Set exercise: Express the lines below as a Markdown table with two columns, "No." and "Text", numbering each row in order and leaving out any blank lines.

Records from a dataset:
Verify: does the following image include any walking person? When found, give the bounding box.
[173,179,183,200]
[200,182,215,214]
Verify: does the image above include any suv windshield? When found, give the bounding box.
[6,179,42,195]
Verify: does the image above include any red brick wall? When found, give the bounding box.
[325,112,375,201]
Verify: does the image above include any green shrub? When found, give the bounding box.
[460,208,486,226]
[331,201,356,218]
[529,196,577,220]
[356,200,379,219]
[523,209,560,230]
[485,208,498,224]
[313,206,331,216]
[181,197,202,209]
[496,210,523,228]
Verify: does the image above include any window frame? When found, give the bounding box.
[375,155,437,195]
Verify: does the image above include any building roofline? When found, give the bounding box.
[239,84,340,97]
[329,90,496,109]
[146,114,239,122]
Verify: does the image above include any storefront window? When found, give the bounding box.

Final result:
| No. | Text |
|---|---|
| 1 | Verify: does the following image include any walking person? When found, give the bounding box. |
| 2 | [173,179,183,200] |
| 3 | [200,182,215,214] |
| 4 | Verify: does the image above include any suv windshield? When found, give the bounding box. |
| 5 | [6,179,42,195] |
| 6 | Verify: does the image above include any red brick wall? When found, give the bounding box. |
| 7 | [325,112,375,201] |
| 8 | Verify: does the image above include any green shrub? When found, give the bounding box. |
| 9 | [460,208,486,226] |
| 10 | [331,201,356,218] |
| 11 | [529,196,577,220] |
| 12 | [356,200,379,219] |
| 13 | [523,209,560,230] |
| 14 | [485,208,498,224] |
| 15 | [313,206,331,216] |
| 16 | [181,197,202,209] |
| 17 | [496,210,523,228] |
| 18 | Verify: does the image above include any window frame? When found, give the bounding box. |
| 19 | [375,155,437,195] |
| 20 | Verify: does the image above include any building roofline? When found, give the bounding box. |
| 21 | [239,84,340,97] |
| 22 | [329,90,496,109] |
| 23 | [146,114,239,122] |
| 24 | Verify: does the image above include any storefront window? When found, give the bounding box. |